Hedef A
Zıtlıklar üzerine yazıda Danış, zıtlığın nasıl tarif edileceği sorusuna hangi cevabı veriyor?

Sağlanan metin
'''

14 Aralık 2011 Çarşamba

Tesadüfle Gelen Zıtlık: Pekküçük ve Kocaman


Zıtlıkların hayatımızdaki yeri nedir? Zıtlıklar hayatımıza değer katar mı? Bu sorunun cevabı aslında çok basit, tabi ki içinde bulunduğunuz çevreninde önemi büyük. Sen onun farkına varırsan o senin hayatına değer katar.

Birbirinin tersi olan zıt ifadeler ve tanımlar genellikle bir ayrışmayı sembolize eder. Zıtlığı nasıl tarif edersin soruma Danış’ın bir mühendis edasıyla verdiği “Anot ve Katot gibi mesela” cevabı gibi, aynı havuzda birbirinin tam tersi özellik gösteren iki metal çubuk gibidir aslında zıt kelimeler.

Zıtlıklar değer kazanır bazen veya hoşumuza gider unutamayız. Şimdi bir düşün bakalım. Senin hayatında var mı böyle bir zıt kelime çifti. Benim hayatımda var. Aslında benim için değerli olan kelime çiftinin senin içinde bir anlamı var. Çok yakından tanıyoruz hepimiz, tatlı mı tatlı zıtlıklarla unutulmaz bir sanatçı. Önce onun hikayesini anlatayım, sonra benim en değerli zıtlık çiftine gelelim.

Londra’nın arka sokaklarında annesi Sydney’e kendi ceketini bozarak ceket yapmaya çalışıyor. Çünkü alkolik baba erken yaşta ölmüştür ve aile geçim sıkıntısı çekmektedir. Okuldan sonrada gazete satma zorundadır küçük Sydney.

'''

Görev kayıtları
'''

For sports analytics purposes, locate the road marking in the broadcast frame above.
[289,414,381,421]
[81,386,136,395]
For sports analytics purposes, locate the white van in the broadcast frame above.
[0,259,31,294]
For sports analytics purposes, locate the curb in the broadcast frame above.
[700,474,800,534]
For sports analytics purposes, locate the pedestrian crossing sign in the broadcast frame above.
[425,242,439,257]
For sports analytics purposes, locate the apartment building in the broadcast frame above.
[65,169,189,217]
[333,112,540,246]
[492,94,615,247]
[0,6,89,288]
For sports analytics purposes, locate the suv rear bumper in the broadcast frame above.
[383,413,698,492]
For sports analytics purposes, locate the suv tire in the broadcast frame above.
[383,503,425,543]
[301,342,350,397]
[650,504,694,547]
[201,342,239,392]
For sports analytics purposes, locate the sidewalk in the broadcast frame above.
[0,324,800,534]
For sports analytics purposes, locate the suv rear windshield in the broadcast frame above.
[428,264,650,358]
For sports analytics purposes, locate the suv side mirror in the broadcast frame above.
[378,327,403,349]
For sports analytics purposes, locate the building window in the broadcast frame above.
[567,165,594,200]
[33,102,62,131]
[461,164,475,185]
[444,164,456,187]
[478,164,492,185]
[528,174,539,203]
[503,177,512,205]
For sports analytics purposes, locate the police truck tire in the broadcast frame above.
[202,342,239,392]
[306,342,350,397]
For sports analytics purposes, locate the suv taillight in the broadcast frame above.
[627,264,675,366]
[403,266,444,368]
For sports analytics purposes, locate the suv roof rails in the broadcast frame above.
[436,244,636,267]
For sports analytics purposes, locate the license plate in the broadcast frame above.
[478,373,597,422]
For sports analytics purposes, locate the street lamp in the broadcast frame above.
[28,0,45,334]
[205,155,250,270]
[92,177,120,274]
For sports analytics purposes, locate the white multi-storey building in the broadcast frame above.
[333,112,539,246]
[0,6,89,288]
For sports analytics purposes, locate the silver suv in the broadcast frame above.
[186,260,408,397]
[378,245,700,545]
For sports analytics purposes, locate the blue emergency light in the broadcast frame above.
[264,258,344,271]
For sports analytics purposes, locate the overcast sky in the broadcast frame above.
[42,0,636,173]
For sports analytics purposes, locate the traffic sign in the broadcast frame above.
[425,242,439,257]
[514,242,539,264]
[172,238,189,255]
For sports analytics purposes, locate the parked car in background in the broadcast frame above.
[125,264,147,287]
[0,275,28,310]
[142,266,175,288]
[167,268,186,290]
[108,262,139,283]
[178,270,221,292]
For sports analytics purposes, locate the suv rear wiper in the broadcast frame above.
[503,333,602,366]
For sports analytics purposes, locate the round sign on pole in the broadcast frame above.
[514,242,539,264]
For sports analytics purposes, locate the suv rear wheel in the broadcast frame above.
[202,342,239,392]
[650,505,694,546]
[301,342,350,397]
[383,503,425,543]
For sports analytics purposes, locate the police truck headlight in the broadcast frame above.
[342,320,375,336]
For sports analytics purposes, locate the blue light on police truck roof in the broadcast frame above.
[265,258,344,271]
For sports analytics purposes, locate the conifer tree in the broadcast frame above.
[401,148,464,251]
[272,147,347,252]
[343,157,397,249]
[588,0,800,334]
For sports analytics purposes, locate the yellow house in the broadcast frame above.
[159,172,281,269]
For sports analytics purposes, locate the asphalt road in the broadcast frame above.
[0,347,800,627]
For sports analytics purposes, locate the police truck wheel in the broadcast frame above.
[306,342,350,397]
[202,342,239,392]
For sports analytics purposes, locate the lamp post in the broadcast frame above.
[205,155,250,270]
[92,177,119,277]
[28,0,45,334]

'''

Hedef B
Kayıtları en baştan başlayarak "[201,342,239,392]" ifadesini içeren satır da dahil olmak üzere birebir kopyalayın.

Nihai yanıt A
"Anot ve Katot gibi mesela" cevabını veriyor.

Nihai yanıt B
For sports analytics purposes, locate the road marking in the broadcast frame above.
[289,414,381,421]
[81,386,136,395]
For sports analytics purposes, locate the white van in the broadcast frame above.
[0,259,31,294]
For sports analytics purposes, locate the curb in the broadcast frame above.
[700,474,800,534]
For sports analytics purposes, locate the pedestrian crossing sign in the broadcast frame above.
[425,242,439,257]
For sports analytics purposes, locate the apartment building in the broadcast frame above.
[65,169,189,217]
[333,112,540,246]
[492,94,615,247]
[0,6,89,288]
For sports analytics purposes, locate the suv rear bumper in the broadcast frame above.
[383,413,698,492]
For sports analytics purposes, locate the suv tire in the broadcast frame above.
[383,503,425,543]
[301,342,350,397]
[650,504,694,547]
[201,342,239,392]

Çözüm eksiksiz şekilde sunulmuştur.